### THE DATA
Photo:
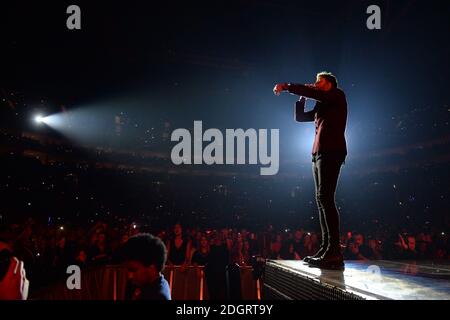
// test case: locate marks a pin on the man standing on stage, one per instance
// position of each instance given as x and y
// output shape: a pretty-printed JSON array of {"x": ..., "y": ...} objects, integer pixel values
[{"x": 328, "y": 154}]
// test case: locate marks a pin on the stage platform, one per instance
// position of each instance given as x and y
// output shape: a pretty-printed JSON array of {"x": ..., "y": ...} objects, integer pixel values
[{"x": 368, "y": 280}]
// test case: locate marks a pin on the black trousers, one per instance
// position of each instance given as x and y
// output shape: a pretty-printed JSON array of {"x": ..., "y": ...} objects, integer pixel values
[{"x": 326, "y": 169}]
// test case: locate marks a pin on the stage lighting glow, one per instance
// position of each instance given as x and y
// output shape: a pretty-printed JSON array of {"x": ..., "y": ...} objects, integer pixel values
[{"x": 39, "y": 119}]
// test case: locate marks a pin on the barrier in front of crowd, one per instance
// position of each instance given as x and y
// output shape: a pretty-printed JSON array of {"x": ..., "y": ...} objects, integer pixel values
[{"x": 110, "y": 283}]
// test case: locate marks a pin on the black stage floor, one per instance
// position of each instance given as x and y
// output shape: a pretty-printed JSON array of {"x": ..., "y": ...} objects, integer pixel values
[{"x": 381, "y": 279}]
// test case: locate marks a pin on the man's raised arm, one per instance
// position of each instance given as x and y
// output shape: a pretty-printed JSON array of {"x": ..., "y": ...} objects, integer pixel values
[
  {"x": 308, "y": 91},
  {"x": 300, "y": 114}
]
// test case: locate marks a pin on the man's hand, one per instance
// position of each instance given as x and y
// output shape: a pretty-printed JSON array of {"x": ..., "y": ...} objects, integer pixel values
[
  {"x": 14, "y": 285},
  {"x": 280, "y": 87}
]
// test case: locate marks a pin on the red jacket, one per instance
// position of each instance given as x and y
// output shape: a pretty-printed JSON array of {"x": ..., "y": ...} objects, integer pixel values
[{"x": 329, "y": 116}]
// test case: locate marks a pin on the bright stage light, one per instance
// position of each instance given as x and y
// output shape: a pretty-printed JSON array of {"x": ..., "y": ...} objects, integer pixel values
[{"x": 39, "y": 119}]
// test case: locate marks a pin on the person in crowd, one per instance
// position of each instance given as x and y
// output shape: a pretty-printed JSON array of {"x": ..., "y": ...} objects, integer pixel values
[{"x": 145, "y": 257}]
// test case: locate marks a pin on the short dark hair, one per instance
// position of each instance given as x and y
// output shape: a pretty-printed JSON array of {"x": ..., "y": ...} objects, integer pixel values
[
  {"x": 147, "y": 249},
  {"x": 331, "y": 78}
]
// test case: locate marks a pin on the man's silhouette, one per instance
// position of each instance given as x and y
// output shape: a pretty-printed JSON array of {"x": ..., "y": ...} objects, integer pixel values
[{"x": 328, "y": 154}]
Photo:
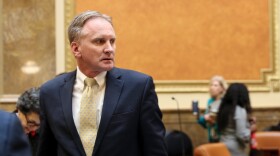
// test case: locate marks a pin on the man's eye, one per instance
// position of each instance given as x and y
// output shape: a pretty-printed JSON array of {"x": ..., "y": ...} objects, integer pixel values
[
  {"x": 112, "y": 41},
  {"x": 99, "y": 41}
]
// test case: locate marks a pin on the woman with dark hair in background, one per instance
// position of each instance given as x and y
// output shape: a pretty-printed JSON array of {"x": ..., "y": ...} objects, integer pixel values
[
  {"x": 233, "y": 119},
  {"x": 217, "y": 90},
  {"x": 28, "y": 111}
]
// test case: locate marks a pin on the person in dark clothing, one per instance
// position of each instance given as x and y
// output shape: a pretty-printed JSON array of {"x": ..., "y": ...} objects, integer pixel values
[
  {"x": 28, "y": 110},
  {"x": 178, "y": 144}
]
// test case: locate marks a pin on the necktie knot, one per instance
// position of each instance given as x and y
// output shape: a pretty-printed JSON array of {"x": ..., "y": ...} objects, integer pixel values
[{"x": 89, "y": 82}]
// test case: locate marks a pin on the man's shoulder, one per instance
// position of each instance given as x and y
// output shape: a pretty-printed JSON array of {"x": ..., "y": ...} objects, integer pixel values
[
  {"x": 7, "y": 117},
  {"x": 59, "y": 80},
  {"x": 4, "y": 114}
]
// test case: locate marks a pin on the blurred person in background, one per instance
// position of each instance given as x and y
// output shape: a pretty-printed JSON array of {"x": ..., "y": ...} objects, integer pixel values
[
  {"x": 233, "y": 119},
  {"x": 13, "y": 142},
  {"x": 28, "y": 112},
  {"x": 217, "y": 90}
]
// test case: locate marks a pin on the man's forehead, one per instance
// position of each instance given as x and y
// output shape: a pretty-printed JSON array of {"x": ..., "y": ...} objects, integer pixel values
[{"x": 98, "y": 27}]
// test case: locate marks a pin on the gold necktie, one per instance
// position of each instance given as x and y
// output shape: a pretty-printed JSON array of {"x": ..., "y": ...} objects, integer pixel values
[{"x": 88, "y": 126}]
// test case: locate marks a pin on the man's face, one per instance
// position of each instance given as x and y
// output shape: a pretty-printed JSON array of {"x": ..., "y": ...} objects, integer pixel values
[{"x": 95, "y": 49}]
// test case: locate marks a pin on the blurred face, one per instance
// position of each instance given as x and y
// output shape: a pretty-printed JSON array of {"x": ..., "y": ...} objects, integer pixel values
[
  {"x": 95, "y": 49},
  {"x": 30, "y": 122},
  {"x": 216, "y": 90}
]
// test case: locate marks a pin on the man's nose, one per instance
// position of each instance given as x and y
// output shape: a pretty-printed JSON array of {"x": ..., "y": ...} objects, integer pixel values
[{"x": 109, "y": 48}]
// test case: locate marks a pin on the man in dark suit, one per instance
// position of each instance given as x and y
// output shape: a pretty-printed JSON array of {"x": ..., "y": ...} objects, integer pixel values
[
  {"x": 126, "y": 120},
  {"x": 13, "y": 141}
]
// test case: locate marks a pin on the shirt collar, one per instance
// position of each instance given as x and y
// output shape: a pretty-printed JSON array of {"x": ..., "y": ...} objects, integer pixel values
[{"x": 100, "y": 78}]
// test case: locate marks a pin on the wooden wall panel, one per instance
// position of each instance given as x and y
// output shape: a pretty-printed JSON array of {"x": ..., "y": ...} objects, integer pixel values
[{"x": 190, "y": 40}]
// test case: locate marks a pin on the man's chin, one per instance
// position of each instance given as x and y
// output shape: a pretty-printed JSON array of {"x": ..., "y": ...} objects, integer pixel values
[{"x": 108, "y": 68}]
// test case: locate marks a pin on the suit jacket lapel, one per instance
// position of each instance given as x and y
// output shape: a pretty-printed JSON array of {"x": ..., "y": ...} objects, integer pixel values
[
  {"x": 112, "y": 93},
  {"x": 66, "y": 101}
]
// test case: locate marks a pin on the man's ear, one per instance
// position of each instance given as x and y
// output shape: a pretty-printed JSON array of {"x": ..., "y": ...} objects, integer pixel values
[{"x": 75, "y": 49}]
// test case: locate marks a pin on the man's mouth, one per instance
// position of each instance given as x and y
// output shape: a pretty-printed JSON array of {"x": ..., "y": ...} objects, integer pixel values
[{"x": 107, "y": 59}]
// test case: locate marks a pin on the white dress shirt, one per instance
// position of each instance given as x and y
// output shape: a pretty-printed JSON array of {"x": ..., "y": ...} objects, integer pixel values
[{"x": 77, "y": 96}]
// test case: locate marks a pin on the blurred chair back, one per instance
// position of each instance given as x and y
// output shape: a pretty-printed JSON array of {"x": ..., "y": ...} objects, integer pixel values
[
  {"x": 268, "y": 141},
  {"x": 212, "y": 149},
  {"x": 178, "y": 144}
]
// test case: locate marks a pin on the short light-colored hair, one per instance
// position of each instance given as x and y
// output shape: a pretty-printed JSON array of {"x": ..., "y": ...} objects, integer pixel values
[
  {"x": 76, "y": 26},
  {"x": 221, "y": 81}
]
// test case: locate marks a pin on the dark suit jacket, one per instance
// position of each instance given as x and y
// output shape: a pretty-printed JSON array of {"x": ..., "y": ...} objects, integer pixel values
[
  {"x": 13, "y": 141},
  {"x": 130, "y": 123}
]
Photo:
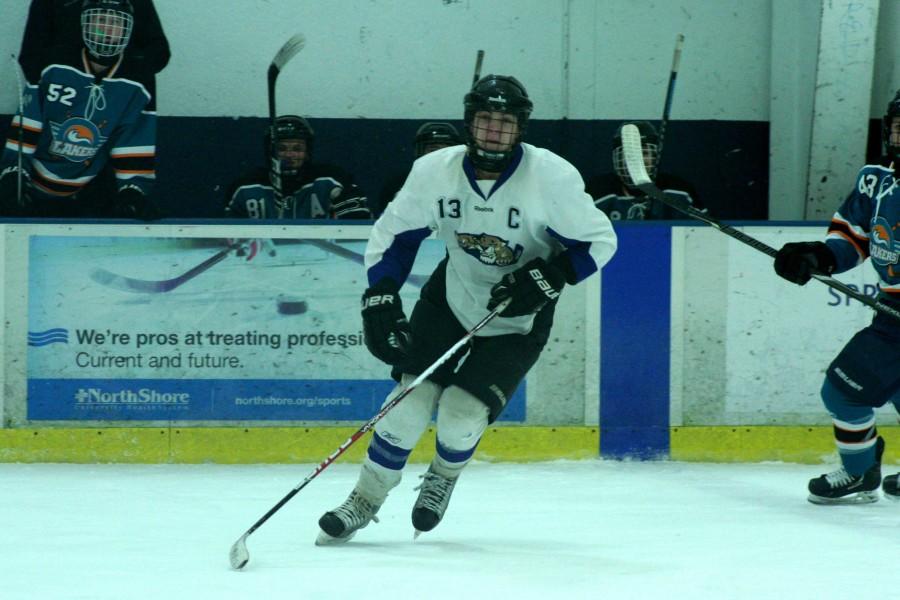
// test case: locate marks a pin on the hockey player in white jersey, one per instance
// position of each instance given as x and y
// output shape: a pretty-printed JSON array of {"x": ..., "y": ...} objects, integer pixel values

### PROBLEM DETAILS
Reproduce, word for word, every line from the start of the records down to and including the line with "arm, one per instance"; skip the pictures.

### EXPECTED OUTPUT
Photo:
// test case: locate marks a pin on the man standing on stage, one per instance
// position of each instance given as x and y
// output shape: a pretty-printed JSON array of {"x": ..., "y": ...} objects, integer pixel values
[{"x": 328, "y": 154}]
// test case: locate marks a pin on the stage platform, one per instance
// position of each instance given as x and y
// output shape: a pretty-printed JSON array of {"x": ..., "y": ...} objects, integer pixel values
[{"x": 368, "y": 280}]
// test case: locate marks a pin on the black trousers, one per instance
// position of each instance given as x and y
// output shape: a pretty-printed JSON array of {"x": ..., "y": ...} objects, integer pixel values
[{"x": 326, "y": 169}]
// test case: locate marks a pin on the stage lighting glow, one per instance
// position of each instance given as x and y
// output shape: a pretty-printed JSON array of {"x": ..., "y": ...} objects, integer pixel values
[{"x": 39, "y": 119}]
// test case: locate marks a pin on the barrier in front of crowd, one per instance
// position of each instance given as x and y
// output shape: a pretty-printed JSON array of {"x": ..., "y": ...} objects, integer pixel values
[{"x": 110, "y": 283}]
// test case: locate marks a pin on the black stage floor, one per instance
// position of each instance given as x and y
// output shape: a pretty-printed JSON array of {"x": ..., "y": ...} objects, integer pixel values
[{"x": 381, "y": 279}]
// test case: locate marks a pin on the man's raised arm, one per instance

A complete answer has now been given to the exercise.